WHAT TO WORK ON:
**a.** In the Roanoke Times piece below, translate this sentence into Spanish: "A million dollar addition to the Radford Army Ammunition plant that would require the hiring of an additional 3,000 workers was nearing completion."
**b.** Answer from the Roanoke Times piece below:
(i) How many cases of suspected sabotage had the FBI investigated?
(ii) In which city was the Democratic convention held?
(iii) Who warned the Germans that Nazis who had illegally executed French forces of the interior would be brought to justice?

START EXTRACTED TEXT

ROANOKE TIMES

                         Roanoke Times
                 Copyright (c) 1995, Landmark Communications, Inc.

DATE: WEDNESDAY, July 20, 1994                   TAG: 9407280016
SECTION: EXTRA                    PAGE: 6   EDITION: METRO 
SOURCE: Greg Edwards
DATELINE:                                 LENGTH: Medium


EISENHOWER WARNS NAZIS

In recognition of the sacrifices of the region's veterans 50 years ago during World War II, we take the following look at a selection of headlines from the Pacific, Europe and the home front for the week of Sunday, July 16, through Saturday, July 22,1944:

\ Gen. Dwight D. Eisenhower warned the Germans that French forces of the interior, fighting behind German lines, were regular army units of the Allied armies and that Nazis who had illegally executed them would be brought to justice.

A wide-open battle over the vice-presidential nomination was expected at the Democratic convention in Chicago. Democratic Chairman Robert E. Hannegan was reportedly carrying a letter bombing Japan.

FBI director J. Edgar Hoover reported that the bureau had investigated 16,295 cases of suspected sabotage, found 1,736 cases of deliberate destruction and obtained convictions against 51 people for sabotage, none of it enemy directed.

A million dollar addition to the Radford Army Ammunition plant that would require the hiring of an additional 3,000 workers was nearing completion.

END EXTRACTED TEXT
START STORED DATA

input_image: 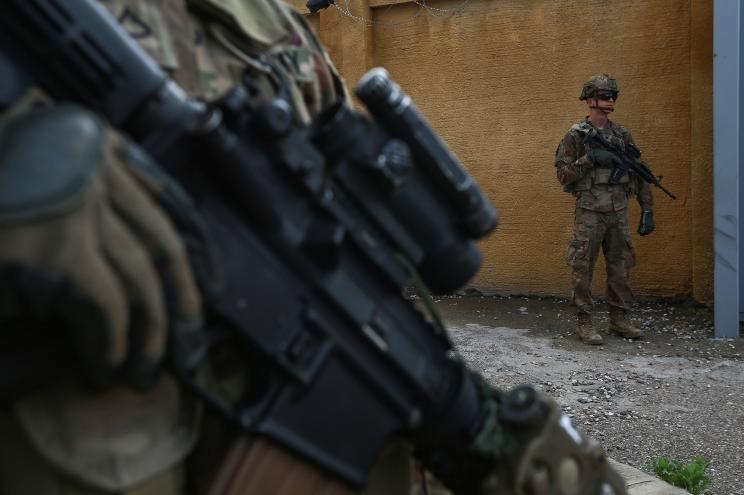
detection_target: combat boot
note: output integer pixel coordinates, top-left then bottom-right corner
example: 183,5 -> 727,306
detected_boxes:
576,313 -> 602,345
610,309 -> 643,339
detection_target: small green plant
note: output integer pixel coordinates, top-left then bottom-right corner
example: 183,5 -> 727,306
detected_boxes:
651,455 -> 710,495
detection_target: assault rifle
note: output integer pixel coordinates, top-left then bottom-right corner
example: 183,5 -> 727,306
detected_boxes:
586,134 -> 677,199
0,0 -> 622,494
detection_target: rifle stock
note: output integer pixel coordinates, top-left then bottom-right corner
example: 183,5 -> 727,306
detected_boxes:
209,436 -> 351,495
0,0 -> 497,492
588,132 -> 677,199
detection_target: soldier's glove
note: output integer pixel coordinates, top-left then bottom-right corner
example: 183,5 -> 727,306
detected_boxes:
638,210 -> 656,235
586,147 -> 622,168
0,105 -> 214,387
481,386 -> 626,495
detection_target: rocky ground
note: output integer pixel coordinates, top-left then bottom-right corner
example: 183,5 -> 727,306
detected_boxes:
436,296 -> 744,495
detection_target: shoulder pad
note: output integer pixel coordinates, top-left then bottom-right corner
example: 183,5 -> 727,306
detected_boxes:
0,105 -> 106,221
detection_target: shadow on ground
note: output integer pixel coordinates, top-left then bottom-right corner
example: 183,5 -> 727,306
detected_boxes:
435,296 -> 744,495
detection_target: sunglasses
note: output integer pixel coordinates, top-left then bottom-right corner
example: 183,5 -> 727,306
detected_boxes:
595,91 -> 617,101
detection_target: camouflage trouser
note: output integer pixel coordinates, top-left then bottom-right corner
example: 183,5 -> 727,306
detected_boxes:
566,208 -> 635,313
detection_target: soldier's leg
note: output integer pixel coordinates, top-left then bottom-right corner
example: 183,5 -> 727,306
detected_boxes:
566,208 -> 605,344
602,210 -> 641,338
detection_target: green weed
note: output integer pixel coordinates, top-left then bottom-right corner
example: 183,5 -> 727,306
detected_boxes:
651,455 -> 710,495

END STORED DATA
START STORED DATA

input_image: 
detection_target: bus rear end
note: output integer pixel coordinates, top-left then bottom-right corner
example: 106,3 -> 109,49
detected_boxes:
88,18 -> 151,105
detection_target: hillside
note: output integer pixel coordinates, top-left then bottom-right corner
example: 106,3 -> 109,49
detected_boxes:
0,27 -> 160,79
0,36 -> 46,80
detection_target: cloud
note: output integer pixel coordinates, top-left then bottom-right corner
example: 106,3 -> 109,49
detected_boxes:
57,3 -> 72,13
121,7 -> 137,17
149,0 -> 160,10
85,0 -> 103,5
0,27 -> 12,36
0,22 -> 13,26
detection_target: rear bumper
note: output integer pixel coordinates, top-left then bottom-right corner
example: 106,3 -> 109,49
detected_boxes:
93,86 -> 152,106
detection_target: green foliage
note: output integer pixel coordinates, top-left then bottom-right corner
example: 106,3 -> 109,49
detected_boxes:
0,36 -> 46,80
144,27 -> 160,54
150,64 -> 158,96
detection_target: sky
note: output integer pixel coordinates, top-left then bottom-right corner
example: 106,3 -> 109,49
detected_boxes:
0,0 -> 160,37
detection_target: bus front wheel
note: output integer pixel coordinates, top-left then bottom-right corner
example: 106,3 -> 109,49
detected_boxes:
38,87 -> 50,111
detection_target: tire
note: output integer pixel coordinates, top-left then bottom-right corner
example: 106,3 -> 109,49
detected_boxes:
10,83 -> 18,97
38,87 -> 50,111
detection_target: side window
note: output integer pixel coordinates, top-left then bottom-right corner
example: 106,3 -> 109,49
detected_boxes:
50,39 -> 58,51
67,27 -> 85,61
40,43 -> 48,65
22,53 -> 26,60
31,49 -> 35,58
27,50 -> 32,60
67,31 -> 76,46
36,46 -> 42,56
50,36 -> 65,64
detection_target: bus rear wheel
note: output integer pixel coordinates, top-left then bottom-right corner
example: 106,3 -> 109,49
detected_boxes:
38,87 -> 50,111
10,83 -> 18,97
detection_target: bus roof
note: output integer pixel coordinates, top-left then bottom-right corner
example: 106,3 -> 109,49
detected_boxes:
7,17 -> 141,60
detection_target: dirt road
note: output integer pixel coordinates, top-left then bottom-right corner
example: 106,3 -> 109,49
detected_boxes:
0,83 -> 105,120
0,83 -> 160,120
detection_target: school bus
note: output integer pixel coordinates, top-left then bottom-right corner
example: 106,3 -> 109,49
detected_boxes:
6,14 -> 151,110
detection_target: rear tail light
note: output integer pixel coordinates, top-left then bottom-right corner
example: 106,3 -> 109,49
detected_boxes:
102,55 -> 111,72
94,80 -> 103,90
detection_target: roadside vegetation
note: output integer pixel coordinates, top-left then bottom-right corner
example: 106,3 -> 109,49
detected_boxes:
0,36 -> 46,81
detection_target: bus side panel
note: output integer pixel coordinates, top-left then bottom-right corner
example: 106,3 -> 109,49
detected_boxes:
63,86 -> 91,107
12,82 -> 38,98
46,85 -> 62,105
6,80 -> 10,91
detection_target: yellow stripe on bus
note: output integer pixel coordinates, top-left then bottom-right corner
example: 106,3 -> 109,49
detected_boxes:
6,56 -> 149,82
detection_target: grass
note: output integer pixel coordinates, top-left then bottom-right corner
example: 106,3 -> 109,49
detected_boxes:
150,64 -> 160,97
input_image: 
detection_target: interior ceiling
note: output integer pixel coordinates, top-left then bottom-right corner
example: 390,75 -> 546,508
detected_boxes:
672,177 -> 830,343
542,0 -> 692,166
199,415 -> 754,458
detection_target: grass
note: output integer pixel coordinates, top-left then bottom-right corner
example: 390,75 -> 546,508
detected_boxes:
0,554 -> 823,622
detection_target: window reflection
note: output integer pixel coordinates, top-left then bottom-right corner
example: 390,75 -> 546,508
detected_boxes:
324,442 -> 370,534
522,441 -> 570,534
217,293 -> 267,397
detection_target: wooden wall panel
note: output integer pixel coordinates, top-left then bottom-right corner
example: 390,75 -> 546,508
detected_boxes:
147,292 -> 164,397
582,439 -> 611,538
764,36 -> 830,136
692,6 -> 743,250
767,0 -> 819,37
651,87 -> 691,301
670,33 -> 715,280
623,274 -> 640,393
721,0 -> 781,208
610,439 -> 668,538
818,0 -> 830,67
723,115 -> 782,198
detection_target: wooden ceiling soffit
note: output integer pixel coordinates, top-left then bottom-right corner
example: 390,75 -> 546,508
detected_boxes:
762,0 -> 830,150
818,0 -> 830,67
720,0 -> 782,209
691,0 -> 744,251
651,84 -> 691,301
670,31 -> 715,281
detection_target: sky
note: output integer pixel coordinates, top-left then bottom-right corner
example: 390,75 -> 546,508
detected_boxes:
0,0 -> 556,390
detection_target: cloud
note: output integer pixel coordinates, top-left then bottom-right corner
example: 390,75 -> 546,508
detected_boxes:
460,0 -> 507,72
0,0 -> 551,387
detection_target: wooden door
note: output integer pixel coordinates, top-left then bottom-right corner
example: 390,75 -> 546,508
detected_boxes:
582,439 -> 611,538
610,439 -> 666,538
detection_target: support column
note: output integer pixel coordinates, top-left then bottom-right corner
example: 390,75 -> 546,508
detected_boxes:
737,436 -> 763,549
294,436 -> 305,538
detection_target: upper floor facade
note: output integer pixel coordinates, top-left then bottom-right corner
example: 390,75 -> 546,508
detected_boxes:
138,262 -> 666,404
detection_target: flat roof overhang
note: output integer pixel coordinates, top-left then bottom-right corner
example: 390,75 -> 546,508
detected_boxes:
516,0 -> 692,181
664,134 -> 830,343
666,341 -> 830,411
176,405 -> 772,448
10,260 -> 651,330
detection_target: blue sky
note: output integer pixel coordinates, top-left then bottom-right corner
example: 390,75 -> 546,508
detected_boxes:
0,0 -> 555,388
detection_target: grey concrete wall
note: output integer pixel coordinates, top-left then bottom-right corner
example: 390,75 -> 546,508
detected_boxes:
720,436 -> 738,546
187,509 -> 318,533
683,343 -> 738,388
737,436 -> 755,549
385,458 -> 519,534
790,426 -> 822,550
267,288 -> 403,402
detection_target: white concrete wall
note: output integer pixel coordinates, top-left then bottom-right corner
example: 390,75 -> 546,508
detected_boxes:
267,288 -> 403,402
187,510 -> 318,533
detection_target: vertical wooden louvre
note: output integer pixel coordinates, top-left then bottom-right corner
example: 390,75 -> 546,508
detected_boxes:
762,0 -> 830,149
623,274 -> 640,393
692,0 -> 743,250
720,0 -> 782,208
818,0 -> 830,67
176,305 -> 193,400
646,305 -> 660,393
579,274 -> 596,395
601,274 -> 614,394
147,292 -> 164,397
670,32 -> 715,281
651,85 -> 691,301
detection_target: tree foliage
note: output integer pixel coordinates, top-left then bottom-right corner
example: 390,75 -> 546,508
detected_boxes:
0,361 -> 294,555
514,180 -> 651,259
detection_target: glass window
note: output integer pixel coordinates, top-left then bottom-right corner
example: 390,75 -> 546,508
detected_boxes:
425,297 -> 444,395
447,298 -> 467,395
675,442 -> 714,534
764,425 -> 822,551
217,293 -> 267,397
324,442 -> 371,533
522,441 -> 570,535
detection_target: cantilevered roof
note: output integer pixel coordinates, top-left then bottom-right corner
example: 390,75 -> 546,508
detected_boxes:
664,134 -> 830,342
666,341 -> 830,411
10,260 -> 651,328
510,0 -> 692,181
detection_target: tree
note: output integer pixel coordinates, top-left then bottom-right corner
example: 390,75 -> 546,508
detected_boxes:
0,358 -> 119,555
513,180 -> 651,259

END STORED DATA

TASK-BY-TASK RESULTS:
**a.** Una ampliación de un millón de dólares de la planta Radford Army Ammunition, que requeriría contratar a 3.000 trabajadores adicionales, estaba a punto de completarse.

**b.**
(i) 16,295
(ii) Chicago
(iii) Gen. Dwight D. Eisenhower